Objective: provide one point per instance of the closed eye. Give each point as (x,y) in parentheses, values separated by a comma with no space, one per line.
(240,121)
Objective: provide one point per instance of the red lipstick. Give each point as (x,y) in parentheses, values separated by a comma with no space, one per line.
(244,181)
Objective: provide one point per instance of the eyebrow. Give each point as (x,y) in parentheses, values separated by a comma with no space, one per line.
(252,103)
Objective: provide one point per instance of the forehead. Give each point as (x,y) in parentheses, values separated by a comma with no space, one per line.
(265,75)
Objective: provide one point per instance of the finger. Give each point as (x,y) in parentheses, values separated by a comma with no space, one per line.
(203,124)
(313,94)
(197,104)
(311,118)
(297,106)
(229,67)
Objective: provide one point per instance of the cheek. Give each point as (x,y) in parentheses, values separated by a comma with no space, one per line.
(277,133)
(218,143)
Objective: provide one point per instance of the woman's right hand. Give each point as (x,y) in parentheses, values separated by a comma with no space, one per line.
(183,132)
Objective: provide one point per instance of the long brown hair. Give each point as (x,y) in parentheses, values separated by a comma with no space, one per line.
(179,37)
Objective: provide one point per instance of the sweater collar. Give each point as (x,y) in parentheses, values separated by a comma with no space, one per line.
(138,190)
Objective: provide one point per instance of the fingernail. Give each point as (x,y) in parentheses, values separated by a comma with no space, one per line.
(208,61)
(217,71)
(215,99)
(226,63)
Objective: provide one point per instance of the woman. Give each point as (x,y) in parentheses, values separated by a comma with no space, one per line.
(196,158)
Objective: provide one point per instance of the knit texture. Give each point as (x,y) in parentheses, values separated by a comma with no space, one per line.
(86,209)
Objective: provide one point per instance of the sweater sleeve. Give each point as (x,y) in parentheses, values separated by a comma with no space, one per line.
━━━━━━━━━━━━━━━━━━━━
**Written instruction:** From the line with "Objective: provide one point per instance of the forehead." to the last line of the material, give every line again exactly, and only those lines.

**Correct result:**
Objective: provide one point per instance of the forehead. Give each point as (x,y) in parentheses, values separated by a comma with no space, one per line.
(265,75)
Objective: provide one point per instance of the finger. Give each point as (x,y) in parentheses, values separated by a comma with no space, one per line.
(203,124)
(313,94)
(197,104)
(311,118)
(297,106)
(229,67)
Objective: provide one point per instance of the cheek. Give each point as (x,y) in parentheses, values separated by a comma with no space, one per line.
(277,133)
(218,143)
Objective: provide one point per instance of the woman's right hand. Give each point as (x,y) in parentheses, values separated by a comma with no space, one per line.
(183,132)
Objective: provide one point per instance of the long brown hair. Give each point as (x,y) in parentheses, values separated by a comma with no space, one per line.
(179,37)
Objective: provide one point per instance of the sweater collar. Give each point as (x,y) in parentheses, values separated by a comma with no space, one per line.
(138,190)
Objective: provide one point per instance of the fingernail. Give each point as (x,y) in parentheses, values separated by a comma with no space, one per line.
(208,61)
(217,71)
(215,99)
(226,63)
Objective: provide one point per instance of the woman. Give each point as (x,y) in parentheses, values separated by a comma with no space, one per line.
(196,158)
Objective: provide one point per instance of the knit texture. Give each point as (x,y) in parentheses, values separated by a comma with no space, one per line.
(86,209)
Objective: provide one point per instance of the sweater sleeve. Give each point as (x,y) in parentheses, values separated by a comma with no space, one per line.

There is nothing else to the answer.